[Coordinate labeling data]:
══════════
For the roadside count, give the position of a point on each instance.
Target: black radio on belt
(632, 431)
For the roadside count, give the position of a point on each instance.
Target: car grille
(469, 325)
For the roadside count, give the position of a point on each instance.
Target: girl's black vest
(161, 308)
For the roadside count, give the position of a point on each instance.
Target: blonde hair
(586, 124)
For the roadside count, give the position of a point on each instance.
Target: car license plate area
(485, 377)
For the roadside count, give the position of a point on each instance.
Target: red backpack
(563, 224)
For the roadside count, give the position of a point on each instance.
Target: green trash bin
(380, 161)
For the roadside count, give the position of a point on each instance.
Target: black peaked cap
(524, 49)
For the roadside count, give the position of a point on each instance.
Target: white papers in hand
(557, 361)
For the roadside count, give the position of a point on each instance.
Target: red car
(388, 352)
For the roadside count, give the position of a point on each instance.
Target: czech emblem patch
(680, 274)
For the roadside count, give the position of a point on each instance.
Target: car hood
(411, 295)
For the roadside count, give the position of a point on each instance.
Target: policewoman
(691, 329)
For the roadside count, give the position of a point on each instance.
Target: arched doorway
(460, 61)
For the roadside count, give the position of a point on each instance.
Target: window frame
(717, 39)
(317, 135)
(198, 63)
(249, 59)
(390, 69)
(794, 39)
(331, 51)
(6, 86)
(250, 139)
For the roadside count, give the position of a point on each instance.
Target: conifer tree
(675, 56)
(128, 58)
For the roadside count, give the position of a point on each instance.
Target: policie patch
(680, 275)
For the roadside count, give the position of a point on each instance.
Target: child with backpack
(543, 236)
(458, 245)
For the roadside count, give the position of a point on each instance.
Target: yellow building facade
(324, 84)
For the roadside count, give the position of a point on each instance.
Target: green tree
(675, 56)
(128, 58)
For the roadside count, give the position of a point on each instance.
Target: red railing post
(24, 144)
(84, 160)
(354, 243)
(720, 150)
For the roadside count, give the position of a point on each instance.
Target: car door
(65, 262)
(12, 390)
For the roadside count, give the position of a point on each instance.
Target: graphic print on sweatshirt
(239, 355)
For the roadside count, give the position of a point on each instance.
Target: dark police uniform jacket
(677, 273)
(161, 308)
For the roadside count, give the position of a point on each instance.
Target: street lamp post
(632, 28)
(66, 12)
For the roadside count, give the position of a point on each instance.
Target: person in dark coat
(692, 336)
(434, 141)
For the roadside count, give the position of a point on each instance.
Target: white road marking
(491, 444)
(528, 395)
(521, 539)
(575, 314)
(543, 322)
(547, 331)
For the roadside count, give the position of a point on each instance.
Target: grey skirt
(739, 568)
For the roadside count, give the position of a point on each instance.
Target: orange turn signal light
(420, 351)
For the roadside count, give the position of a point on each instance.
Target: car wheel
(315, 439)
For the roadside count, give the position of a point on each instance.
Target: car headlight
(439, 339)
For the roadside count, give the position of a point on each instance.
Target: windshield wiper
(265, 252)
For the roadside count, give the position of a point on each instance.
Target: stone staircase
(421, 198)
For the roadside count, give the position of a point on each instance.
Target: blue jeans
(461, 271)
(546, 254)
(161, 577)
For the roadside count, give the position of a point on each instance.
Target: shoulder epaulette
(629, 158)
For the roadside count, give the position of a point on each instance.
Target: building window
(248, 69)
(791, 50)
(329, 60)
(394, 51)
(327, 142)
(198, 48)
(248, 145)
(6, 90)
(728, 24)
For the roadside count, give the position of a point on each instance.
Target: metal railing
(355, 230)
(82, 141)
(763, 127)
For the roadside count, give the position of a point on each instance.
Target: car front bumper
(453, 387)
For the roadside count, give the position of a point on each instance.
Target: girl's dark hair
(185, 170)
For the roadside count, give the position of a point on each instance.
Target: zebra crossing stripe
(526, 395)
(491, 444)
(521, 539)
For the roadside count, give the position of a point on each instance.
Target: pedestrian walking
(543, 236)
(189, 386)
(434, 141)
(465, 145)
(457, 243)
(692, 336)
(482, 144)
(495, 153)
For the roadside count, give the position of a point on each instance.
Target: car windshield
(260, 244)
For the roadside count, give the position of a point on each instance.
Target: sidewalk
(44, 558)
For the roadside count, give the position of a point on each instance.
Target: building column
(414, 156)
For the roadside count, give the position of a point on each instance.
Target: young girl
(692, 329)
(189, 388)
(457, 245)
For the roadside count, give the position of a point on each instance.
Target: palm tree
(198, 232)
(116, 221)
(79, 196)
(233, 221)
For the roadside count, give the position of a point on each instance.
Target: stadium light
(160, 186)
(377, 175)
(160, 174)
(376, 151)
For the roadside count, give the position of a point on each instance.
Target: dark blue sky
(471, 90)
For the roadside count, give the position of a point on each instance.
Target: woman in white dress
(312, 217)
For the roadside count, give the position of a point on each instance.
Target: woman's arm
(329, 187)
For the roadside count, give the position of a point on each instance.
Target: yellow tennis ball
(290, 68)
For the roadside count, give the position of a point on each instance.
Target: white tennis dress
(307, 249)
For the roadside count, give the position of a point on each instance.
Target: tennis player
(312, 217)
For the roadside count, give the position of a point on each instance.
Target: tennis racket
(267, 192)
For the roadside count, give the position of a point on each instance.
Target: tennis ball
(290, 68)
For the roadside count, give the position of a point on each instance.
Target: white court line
══════════
[PROBLEM DESCRIPTION]: Set down the listing above in full, please, exactly as it appears.

[RESPONSE TO THE EXERCISE]:
For the roadside count, give the position of a point on each instance.
Target: black radio on belt
(632, 431)
For the roadside count, give the position of a point on each instance.
Target: car grille
(469, 325)
For the roadside count, give the position of a point on each instance.
Target: girl's black vest
(161, 308)
For the roadside count, give the position of a point on each instance.
Target: blonde hair
(586, 124)
For the roadside count, give the position of a point on each instance.
Target: car license plate area
(485, 377)
For the roadside count, give the position of a point on each instance.
Target: red backpack
(563, 224)
For the roadside count, give the position of a point on each instance.
Target: green trash bin
(380, 161)
For the roadside count, give the position of a point on each instance.
Target: black peaked cap
(524, 49)
For the roadside count, give the position of a point on each instance.
Target: white papers in hand
(557, 361)
For the roadside count, give the position of a point on each instance.
Target: red car
(388, 352)
For the roadside count, give the position of a point on each instance.
Target: czech emblem patch
(680, 274)
For the roadside count, give the position of a point on each instance.
Target: car hood
(411, 295)
For the roadside count, give the position of a point on each instance.
Target: policewoman
(691, 329)
For the roadside count, give the position of a point on each instance.
Target: arched doorway
(460, 61)
For the roadside count, give the position of a point on each instance.
Target: window frame
(717, 39)
(317, 135)
(198, 63)
(249, 59)
(390, 69)
(794, 39)
(331, 51)
(6, 86)
(250, 139)
For the roadside count, give the position of a point on each instance.
Target: conifer tree
(675, 56)
(128, 58)
For the roadside count, give the position of a point on each instance.
Target: policie patch
(680, 275)
For the roadside count, give the position of a point on each instance.
Target: child with backpack
(543, 236)
(458, 245)
For the roadside count, give the position of a point on each instance.
Target: yellow building facade
(324, 84)
For the roadside count, give the position of a point on each instance.
Target: green tree
(675, 56)
(128, 58)
For the roadside count, give the position of a point on each instance.
Target: red railing post
(24, 144)
(84, 160)
(354, 243)
(720, 150)
For the roadside count, give the position of a point on each instance.
Target: car door
(65, 262)
(12, 390)
For the roadside count, give the position of a point on each instance.
Target: graphic print on sweatshirt
(239, 355)
For the roadside count, give the position of a point on each instance.
Target: dark police uniform jacket
(677, 273)
(161, 308)
For the roadside count, give the position of a point on each instance.
Target: street lamp post
(632, 28)
(66, 12)
For the roadside count, give the position of a point on each instance.
Target: person in dark coat
(692, 336)
(434, 141)
For the roadside count, give the position of a point on each instance.
Target: white road marking
(491, 444)
(528, 395)
(521, 539)
(575, 314)
(543, 322)
(547, 331)
For the roadside count, give the position of a point on each instance.
Target: grey skirt
(739, 568)
For the roadside count, give the position of a point on each instance.
Target: orange turn signal light
(420, 351)
For the roadside count, give the position of a point on each instance.
Target: car wheel
(315, 439)
For the roadside count, give the position of a point on each instance.
Target: car headlight
(439, 339)
For the roadside count, give the position of a point on each instance.
Target: windshield wiper
(265, 252)
For the roadside count, give the position of a point on each instance.
Target: stone staircase
(421, 198)
For the roadside count, give the position of a point on each instance.
Target: blue jeans
(461, 271)
(546, 254)
(161, 577)
For the roadside count, give the position of a point on each instance.
Target: shoulder epaulette
(629, 158)
For the roadside count, give the position of a point on each instance.
Target: building window
(248, 69)
(791, 50)
(329, 60)
(394, 51)
(327, 142)
(198, 48)
(248, 145)
(6, 90)
(728, 24)
For the roadside count, give the position of a point on each instance.
Target: metal railing
(355, 230)
(82, 141)
(763, 127)
For the roadside count, give the position of a point on each instance.
Target: car front bumper
(453, 387)
For the roadside count, give the position of a point on each instance.
Target: girl's dark hair
(185, 170)
For the roadside count, give the position of a point on each instance.
Target: zebra crossing stripe
(526, 395)
(491, 444)
(521, 539)
For the roadside count, give the position of a point on each instance.
Target: pedestrian walking
(543, 236)
(189, 386)
(434, 141)
(465, 145)
(457, 243)
(692, 336)
(482, 144)
(495, 153)
For the roadside count, give the position of a point on each instance.
Target: car windshield
(260, 244)
For the roadside count, give the position of a point on each instance.
Target: sidewalk
(44, 558)
For the roadside count, give the position of a point on each instance.
Target: building column
(414, 156)
For the roadside count, give the position of a point on each instance.
Target: young girl
(692, 329)
(189, 388)
(457, 245)
For the roadside count, give the position of a point on each instance.
Target: palm tree
(198, 232)
(116, 221)
(79, 196)
(233, 221)
For the roadside count, give the position of a point on each instance.
Target: stadium light
(160, 186)
(377, 175)
(160, 174)
(376, 151)
For the roadside count, give the position of a point on each instance.
Target: dark blue sky
(471, 90)
For the roadside count, give the position of a point on each instance.
Target: woman in white dress
(312, 217)
For the roadside count, give the position of a point on each instance.
Target: woman's arm
(329, 187)
For the roadside count, give the position of a point on each instance.
Target: yellow tennis ball
(290, 68)
For the roadside count, give the position of a point on each instance.
Target: white tennis dress
(307, 249)
For the roadside count, give the position of a point on each instance.
Target: tennis player
(312, 217)
For the roadside count, give the position of a point on each instance.
Target: tennis racket
(267, 192)
For the roadside count, give the position of a point on each instance.
Target: tennis ball
(290, 68)
For the roadside count, give the position of a point on each instance.
Target: white court line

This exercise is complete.